Give back exactly the stretch of data below from the line holding "Exercise. Point out every instance of the black baseball" through the line holding "Exercise. Point out every instance of the tree", both ends included, and leave the remaining lines out.

── Records to use ──

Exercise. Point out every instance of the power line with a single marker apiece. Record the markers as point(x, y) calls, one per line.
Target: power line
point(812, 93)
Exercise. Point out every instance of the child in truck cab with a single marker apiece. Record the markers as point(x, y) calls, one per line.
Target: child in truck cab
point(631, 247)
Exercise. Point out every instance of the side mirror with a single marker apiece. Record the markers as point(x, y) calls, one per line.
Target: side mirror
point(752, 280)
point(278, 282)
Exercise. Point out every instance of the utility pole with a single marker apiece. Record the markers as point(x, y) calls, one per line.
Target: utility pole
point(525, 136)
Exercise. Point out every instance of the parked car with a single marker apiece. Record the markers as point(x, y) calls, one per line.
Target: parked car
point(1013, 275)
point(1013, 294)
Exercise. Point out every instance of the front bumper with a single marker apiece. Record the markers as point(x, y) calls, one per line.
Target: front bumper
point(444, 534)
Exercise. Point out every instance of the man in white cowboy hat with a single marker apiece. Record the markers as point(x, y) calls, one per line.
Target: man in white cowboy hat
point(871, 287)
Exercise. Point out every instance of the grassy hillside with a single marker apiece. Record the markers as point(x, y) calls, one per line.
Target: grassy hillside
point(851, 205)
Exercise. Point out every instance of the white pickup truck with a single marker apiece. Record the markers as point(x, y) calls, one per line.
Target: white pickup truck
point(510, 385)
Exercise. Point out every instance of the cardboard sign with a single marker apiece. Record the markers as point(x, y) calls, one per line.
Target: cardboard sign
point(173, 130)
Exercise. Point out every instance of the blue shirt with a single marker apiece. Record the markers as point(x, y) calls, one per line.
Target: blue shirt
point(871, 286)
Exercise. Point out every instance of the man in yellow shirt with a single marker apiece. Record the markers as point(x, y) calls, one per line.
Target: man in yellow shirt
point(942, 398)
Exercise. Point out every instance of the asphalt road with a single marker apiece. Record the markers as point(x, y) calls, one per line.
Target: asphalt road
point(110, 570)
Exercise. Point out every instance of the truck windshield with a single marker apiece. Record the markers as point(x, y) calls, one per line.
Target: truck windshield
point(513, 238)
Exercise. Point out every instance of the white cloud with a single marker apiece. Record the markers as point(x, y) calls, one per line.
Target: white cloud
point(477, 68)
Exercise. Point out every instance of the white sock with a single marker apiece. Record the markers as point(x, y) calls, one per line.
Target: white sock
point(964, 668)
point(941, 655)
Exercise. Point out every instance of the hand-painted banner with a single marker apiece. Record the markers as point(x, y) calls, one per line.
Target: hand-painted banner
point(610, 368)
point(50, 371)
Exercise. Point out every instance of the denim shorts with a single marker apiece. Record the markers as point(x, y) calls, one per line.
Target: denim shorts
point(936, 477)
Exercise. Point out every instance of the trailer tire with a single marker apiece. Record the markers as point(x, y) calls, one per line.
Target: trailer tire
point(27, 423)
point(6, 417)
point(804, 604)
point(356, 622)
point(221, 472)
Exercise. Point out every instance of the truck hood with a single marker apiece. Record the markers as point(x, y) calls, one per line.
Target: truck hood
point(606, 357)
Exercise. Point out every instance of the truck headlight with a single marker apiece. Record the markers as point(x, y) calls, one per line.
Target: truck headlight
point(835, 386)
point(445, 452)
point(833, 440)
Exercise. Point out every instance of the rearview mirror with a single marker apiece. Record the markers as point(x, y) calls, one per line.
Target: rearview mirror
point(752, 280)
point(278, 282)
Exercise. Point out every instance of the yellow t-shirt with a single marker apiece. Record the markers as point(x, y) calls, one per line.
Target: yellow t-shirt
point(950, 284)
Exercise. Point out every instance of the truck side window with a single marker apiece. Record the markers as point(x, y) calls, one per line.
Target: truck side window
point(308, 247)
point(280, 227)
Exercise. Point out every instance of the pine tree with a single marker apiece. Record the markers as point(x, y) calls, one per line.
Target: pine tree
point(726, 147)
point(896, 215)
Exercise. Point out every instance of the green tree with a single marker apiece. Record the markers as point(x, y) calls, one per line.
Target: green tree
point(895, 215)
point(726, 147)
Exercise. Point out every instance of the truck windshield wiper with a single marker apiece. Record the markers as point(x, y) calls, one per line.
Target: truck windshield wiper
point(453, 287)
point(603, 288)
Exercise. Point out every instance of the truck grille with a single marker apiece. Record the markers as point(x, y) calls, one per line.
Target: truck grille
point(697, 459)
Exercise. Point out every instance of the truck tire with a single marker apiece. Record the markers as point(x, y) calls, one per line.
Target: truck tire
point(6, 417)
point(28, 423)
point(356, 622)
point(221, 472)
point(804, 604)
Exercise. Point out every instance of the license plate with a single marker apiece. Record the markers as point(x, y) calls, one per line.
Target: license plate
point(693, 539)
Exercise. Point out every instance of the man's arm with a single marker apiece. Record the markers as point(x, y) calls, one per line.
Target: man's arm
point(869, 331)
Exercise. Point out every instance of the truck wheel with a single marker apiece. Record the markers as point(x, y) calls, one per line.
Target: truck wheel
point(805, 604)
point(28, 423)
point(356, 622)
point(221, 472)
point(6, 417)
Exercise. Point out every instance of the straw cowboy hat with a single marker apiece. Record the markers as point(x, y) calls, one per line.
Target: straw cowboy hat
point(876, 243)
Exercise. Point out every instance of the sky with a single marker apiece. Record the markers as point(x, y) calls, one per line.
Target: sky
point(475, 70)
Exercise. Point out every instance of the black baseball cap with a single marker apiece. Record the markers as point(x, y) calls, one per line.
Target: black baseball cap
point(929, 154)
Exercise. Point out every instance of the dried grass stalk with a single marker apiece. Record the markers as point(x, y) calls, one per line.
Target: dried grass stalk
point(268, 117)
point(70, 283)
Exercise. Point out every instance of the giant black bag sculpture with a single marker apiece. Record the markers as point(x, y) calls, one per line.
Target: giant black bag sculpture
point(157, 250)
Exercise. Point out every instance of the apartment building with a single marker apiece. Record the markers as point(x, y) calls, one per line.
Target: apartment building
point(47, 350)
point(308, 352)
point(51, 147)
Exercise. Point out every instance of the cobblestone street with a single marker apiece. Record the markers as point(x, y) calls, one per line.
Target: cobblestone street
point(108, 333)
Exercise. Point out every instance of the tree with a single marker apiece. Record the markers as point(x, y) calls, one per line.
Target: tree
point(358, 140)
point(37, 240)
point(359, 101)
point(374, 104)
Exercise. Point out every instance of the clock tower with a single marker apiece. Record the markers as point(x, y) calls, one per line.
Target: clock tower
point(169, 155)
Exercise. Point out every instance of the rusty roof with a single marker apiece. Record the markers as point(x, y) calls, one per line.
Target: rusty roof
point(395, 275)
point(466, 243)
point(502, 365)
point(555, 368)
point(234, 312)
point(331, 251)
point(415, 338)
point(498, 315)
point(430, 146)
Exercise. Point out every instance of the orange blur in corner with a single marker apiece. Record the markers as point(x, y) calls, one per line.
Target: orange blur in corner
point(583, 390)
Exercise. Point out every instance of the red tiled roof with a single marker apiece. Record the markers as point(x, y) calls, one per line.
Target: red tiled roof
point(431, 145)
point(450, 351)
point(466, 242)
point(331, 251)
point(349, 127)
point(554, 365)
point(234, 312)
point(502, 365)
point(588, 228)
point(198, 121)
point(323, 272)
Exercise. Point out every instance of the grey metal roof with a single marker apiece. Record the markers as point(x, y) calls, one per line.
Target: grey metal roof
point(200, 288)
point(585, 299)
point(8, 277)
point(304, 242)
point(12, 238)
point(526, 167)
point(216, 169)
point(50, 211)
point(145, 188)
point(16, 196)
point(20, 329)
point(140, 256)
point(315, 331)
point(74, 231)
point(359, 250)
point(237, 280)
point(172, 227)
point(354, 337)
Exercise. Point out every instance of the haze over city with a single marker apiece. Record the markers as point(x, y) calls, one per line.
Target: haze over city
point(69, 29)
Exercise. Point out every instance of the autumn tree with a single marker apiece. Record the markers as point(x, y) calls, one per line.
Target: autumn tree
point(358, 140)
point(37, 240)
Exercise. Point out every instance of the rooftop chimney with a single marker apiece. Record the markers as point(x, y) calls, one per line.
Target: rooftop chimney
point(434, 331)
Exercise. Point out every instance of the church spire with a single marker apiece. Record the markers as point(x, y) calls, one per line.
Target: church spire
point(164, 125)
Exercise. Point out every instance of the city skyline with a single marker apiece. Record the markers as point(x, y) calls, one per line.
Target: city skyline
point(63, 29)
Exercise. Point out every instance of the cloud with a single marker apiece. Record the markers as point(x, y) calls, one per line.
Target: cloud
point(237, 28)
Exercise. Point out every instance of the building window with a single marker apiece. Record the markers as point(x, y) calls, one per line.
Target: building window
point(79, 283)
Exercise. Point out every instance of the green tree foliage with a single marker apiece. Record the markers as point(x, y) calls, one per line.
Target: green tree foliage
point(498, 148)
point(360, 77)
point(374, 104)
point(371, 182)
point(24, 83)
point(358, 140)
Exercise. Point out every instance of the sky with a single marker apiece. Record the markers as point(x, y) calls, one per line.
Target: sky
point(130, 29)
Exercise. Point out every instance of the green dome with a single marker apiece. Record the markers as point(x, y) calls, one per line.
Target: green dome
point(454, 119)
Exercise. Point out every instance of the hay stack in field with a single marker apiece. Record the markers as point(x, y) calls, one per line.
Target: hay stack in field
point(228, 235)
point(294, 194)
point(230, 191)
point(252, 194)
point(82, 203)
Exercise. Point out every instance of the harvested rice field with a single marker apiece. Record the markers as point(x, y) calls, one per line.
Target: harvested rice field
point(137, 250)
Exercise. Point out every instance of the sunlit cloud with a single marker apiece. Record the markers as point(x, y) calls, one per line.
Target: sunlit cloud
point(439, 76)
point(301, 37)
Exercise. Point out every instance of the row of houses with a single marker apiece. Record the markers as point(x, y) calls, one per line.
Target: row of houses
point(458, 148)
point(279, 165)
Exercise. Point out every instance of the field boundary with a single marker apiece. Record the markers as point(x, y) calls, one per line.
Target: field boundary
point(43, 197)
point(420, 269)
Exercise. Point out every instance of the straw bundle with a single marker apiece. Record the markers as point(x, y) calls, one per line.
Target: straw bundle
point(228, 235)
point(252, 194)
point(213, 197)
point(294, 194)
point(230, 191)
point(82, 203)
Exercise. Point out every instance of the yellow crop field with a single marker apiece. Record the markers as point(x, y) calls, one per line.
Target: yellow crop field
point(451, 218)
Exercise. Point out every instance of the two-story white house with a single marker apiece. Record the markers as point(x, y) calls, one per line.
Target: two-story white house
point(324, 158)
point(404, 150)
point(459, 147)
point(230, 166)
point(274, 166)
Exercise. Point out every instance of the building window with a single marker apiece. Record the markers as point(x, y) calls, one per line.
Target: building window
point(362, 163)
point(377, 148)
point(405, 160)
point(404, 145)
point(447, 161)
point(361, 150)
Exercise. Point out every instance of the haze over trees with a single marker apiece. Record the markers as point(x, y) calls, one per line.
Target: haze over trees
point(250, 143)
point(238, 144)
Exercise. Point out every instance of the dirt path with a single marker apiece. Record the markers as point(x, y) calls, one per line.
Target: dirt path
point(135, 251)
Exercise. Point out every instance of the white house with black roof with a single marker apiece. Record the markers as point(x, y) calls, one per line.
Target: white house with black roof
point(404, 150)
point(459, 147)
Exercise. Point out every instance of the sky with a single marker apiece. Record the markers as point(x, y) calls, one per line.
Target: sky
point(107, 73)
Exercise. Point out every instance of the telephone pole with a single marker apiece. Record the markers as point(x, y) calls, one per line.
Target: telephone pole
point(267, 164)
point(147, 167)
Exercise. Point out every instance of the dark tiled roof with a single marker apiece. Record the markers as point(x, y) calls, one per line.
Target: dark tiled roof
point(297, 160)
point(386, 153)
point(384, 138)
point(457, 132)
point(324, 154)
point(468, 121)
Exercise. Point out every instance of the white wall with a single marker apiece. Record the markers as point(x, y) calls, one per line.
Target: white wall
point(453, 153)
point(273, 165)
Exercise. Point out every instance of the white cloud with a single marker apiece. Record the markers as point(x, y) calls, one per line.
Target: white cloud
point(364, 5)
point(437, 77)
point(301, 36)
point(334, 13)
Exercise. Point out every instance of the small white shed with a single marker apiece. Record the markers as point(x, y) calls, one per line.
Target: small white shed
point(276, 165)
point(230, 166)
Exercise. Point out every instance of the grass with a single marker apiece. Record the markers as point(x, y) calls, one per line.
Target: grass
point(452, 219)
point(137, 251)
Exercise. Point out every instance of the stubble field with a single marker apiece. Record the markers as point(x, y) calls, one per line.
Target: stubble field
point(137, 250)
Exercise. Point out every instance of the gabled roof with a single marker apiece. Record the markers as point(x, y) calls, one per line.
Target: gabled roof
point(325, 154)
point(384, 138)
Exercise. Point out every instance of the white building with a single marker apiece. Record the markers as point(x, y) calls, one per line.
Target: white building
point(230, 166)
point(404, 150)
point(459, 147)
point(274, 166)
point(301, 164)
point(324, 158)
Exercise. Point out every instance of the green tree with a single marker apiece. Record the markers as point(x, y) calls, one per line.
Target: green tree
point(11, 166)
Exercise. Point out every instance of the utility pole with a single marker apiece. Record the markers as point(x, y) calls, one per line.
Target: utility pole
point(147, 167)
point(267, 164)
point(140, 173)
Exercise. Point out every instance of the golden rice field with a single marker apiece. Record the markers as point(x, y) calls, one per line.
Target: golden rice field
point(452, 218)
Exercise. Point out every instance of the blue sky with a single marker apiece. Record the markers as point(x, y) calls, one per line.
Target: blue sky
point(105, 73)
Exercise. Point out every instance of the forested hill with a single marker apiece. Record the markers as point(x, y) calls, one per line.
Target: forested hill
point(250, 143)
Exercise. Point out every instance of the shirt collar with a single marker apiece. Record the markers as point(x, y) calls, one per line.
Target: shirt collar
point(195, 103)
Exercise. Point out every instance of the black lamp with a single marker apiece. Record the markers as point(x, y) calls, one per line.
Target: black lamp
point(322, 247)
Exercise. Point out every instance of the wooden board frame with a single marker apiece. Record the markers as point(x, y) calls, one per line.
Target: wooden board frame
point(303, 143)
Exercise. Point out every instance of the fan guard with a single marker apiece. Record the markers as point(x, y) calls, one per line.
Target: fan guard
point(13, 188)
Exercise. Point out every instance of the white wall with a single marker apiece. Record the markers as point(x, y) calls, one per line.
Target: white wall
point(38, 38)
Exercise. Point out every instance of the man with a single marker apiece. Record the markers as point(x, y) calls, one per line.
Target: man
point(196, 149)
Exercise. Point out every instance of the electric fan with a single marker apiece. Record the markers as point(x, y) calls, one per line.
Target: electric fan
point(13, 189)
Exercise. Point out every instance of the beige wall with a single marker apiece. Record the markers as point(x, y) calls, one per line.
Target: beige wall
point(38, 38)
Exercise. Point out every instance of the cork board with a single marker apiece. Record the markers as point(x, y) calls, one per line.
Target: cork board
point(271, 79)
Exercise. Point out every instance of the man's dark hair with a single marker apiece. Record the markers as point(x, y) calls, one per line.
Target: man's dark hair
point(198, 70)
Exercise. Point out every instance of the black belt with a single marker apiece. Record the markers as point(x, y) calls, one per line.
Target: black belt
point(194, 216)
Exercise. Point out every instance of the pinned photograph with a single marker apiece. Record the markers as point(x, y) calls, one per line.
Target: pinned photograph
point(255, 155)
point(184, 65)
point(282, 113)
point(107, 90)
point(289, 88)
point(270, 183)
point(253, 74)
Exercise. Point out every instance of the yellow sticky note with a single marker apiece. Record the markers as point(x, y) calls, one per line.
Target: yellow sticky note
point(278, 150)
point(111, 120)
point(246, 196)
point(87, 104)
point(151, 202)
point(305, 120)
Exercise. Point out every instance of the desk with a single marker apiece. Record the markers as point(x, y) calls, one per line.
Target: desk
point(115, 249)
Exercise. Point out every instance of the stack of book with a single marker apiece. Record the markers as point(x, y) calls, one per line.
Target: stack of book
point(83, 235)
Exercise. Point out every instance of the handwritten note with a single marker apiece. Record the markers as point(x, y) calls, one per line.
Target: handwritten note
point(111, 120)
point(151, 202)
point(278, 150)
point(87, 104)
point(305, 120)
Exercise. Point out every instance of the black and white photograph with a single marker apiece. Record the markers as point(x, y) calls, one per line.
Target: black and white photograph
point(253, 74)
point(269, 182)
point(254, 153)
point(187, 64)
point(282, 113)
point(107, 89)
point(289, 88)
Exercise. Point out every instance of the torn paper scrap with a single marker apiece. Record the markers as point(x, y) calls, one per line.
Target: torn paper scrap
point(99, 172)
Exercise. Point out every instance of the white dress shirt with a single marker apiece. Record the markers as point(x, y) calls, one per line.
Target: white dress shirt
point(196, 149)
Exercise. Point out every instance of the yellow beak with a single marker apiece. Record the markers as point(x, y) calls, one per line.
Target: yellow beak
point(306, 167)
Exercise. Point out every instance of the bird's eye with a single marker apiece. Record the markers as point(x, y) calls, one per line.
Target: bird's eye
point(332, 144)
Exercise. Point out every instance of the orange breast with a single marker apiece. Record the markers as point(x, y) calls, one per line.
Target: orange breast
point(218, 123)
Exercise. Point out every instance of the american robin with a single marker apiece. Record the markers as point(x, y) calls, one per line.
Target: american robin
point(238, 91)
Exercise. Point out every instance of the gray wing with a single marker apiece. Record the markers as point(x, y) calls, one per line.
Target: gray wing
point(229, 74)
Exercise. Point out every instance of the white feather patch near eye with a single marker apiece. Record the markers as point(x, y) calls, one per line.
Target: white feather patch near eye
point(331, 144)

───

Task solution:
Exercise. Point out every instance of the black baseball cap with a single marker apiece. Record the markers as point(x, y) calls, one per line.
Target: black baseball cap
point(929, 154)
Exercise. Point out every instance of the dried grass stalk with a single marker apiece. Record the markers as point(x, y) calls, one per line.
Target: dried grass stalk
point(268, 117)
point(70, 283)
Exercise. Point out every instance of the giant black bag sculpture with a single marker apiece. Record the markers as point(x, y) calls, one per line.
Target: giant black bag sculpture
point(157, 250)
Exercise. Point out every instance of the apartment building with a single marker apiece. Record the markers as point(x, y) calls, one per line.
Target: apartment building
point(47, 350)
point(308, 352)
point(51, 147)
Exercise. Point out every instance of the cobblestone street with a single marker apiece. Record the markers as point(x, y) calls, one per line.
Target: cobblestone street
point(108, 333)
Exercise. Point out every instance of the tree with a single marker apiece. Record the markers as point(x, y) calls, one per line.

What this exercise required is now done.